- **REQUIREMENT A**: Quote word for word the part of the passage on human evil headed "Satan's Little Helpers" that lies between "SATAN’S LITTLE HELPERS" and "like a demon.", inclusive.
- **REQUIREMENT B**: In the passage on human evil headed "Satan's Little Helpers," what scrolls across the bottom of the screen while viewers watch NATO air strikes?

- **TEXT FOR ANALYSIS**:
◇ ◇ ◇

SATAN’S LITTLE HELPERS
Now, lets face it, we all have a dark side. Of course, some people are more inherently evil than others. For lack of a better word, let’s just call them… Germans. But deep down we know that every one of us is capable of going ballistic given the right set of emotional launch codes.
Man is at constant odds with his demons, but you can’t beat a demon, because demons don’t fight fair. The only way to keep a demon at bay is to love your demon. Take your demon out to lunch, get your demon a little tipsy, cop a feel off your demon, and then go back to the office and tell all the other demons around that the demon cooler that your demon puts out like a demon.
The news broadcasts tales from the dark side every night in living color. How can we allow ourselves to derive morbid pleasure from watching NATO air strikes, with the Dow Jones industrial average scrolling across the bottom of the screen, no less? It must be the same switch in our brain that we turn off when we boil a lobster or, worse yet, tell a lobster that the yellow twist-ties on his claws mean that it's Mardi Gras. Unfortunately, evil is perversely compelling. It always has been. Let's face it, the Bible is duller than operating instructions for a hinge-until the snake shows up.

◇ ◇ ◇

- **DATA LISTING**:
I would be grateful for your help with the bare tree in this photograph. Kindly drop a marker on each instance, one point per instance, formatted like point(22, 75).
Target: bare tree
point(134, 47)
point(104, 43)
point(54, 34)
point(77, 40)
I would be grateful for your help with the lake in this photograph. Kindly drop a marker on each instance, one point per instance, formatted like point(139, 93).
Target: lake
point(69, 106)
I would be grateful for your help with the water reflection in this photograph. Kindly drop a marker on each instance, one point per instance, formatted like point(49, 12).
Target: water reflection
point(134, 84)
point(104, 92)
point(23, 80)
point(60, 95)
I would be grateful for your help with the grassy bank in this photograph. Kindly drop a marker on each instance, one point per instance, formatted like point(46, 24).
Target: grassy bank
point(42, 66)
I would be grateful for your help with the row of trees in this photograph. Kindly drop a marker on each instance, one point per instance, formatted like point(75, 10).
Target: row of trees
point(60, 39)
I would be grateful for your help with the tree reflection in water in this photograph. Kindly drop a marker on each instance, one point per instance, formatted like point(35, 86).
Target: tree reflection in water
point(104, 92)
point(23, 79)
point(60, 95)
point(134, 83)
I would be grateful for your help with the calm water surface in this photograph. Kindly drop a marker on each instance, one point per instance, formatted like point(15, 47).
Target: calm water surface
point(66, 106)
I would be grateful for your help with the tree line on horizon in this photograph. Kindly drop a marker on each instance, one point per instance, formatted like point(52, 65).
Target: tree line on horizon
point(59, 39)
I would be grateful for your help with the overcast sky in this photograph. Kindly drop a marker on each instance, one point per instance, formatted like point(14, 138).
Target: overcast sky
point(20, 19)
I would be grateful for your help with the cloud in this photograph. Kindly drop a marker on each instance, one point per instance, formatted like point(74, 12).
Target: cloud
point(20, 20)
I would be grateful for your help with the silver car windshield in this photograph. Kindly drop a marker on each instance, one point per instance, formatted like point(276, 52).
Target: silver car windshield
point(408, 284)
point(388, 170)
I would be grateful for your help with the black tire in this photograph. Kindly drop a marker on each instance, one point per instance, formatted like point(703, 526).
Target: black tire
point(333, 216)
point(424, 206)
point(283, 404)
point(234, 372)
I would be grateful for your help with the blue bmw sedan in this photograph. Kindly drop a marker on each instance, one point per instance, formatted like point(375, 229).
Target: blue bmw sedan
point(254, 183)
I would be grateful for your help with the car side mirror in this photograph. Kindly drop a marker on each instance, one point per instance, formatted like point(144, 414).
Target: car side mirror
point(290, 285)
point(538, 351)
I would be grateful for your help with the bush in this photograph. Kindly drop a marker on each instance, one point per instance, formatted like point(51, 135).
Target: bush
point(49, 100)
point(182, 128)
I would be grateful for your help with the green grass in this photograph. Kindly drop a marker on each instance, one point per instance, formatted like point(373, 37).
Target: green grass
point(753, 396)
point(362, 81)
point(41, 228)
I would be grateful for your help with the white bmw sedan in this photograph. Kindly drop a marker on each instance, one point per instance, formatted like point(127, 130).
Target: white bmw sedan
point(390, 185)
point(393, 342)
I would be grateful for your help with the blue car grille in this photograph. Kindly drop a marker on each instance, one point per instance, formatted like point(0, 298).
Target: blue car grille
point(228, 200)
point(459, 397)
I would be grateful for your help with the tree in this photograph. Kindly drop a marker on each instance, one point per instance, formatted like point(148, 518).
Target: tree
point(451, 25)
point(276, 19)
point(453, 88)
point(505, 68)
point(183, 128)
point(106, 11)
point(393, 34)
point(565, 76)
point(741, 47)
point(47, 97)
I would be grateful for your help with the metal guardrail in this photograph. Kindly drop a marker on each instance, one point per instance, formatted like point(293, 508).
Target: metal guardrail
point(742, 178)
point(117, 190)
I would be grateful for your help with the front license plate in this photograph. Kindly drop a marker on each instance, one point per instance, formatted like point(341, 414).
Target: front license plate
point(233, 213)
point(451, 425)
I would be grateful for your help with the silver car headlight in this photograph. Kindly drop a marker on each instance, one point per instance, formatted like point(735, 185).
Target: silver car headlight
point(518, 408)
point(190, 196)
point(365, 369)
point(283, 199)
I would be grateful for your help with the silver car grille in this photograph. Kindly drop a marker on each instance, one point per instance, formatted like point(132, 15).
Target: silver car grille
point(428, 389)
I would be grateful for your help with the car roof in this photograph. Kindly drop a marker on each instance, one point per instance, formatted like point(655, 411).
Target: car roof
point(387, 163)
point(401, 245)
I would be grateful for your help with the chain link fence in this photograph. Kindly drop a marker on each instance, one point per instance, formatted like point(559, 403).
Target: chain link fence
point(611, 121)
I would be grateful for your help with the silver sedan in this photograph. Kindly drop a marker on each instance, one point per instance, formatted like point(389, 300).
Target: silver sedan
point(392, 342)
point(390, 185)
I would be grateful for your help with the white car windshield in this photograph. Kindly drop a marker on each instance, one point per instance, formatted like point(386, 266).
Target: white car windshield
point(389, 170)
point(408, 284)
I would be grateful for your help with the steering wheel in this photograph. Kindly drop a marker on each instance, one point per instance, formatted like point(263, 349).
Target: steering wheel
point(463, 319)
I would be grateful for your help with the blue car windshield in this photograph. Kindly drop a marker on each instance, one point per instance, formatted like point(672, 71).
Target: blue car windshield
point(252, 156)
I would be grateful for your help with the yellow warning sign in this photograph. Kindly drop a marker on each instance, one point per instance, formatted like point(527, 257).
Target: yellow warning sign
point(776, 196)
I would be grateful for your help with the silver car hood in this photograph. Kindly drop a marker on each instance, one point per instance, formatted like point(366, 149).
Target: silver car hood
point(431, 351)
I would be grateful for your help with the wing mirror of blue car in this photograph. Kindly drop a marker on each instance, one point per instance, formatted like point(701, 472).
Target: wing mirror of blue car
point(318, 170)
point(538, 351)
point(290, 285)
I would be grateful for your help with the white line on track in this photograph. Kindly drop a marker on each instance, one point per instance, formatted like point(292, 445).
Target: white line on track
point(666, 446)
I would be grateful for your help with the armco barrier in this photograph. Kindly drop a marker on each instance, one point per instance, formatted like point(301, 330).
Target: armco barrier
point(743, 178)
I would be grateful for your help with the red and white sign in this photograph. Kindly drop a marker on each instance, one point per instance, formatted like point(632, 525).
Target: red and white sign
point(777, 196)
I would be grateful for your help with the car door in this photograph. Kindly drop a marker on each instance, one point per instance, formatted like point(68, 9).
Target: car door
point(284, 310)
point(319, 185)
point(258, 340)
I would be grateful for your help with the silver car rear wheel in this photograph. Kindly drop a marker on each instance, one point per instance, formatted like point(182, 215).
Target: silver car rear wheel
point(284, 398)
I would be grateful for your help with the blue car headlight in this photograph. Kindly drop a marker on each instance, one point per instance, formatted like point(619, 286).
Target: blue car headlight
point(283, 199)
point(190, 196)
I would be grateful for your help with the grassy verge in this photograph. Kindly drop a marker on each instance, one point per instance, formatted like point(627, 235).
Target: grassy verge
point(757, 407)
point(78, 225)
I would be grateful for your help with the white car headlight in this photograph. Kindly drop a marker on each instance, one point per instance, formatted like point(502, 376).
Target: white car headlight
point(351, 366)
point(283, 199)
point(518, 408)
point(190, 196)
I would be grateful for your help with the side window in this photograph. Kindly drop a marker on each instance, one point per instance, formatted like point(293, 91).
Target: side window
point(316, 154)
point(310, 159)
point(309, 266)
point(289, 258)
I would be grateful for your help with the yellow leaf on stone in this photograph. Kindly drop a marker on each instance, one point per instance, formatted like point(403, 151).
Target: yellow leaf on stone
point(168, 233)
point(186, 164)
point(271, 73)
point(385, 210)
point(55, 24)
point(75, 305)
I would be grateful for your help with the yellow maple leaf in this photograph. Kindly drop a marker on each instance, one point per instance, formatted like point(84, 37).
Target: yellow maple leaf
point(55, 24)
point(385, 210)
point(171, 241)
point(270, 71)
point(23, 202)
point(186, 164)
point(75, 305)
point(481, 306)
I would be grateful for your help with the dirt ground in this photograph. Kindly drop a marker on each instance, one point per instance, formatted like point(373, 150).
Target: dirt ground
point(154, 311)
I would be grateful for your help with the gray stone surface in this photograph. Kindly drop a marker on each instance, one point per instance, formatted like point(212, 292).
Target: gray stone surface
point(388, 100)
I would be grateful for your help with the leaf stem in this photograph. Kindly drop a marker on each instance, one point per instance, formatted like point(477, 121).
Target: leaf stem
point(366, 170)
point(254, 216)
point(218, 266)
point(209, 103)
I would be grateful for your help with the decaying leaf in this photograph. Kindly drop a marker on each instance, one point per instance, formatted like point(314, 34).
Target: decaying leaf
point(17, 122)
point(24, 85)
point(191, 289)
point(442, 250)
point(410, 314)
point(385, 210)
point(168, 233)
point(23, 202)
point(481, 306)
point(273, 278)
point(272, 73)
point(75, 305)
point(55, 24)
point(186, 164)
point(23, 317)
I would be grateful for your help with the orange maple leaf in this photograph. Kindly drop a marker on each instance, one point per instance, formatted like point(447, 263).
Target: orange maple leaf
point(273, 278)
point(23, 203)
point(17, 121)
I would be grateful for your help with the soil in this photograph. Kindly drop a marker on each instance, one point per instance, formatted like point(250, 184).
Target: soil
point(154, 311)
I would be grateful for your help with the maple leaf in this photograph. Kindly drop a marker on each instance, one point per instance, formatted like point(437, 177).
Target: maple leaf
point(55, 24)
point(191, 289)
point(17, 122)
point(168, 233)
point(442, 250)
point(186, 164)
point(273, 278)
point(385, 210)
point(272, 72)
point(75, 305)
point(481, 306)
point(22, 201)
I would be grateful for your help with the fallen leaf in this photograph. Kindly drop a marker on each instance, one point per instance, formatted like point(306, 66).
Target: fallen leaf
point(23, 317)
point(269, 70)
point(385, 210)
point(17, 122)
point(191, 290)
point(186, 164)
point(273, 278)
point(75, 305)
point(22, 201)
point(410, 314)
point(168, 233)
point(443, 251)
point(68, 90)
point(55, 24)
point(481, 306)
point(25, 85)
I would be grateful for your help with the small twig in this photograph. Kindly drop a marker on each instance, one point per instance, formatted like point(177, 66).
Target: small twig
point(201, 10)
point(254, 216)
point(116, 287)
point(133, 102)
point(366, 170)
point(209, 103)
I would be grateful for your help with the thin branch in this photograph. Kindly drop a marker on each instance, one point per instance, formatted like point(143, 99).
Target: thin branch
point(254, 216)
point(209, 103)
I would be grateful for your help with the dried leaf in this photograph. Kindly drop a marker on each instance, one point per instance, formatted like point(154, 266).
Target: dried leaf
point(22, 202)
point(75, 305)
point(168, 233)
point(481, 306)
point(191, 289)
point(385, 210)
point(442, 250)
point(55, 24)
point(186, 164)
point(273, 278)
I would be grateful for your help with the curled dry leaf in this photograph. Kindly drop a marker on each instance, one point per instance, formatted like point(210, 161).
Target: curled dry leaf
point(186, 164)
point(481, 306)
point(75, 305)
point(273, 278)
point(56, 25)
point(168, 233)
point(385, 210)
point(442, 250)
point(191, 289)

◇ ◇ ◇

- **YOUR RESPONSE A**:
SATAN’S LITTLE HELPERS
Now, lets face it, we all have a dark side. Of course, some people are more inherently evil than others. For lack of a better word, let’s just call them… Germans. But deep down we know that every one of us is capable of going ballistic given the right set of emotional launch codes.
Man is at constant odds with his demons, but you can’t beat a demon, because demons don’t fight fair. The only way to keep a demon at bay is to love your demon. Take your demon out to lunch, get your demon a little tipsy, cop a feel off your demon, and then go back to the office and tell all the other demons around that the demon cooler that your demon puts out like a demon.

- **YOUR RESPONSE B**: The Dow Jones industrial average.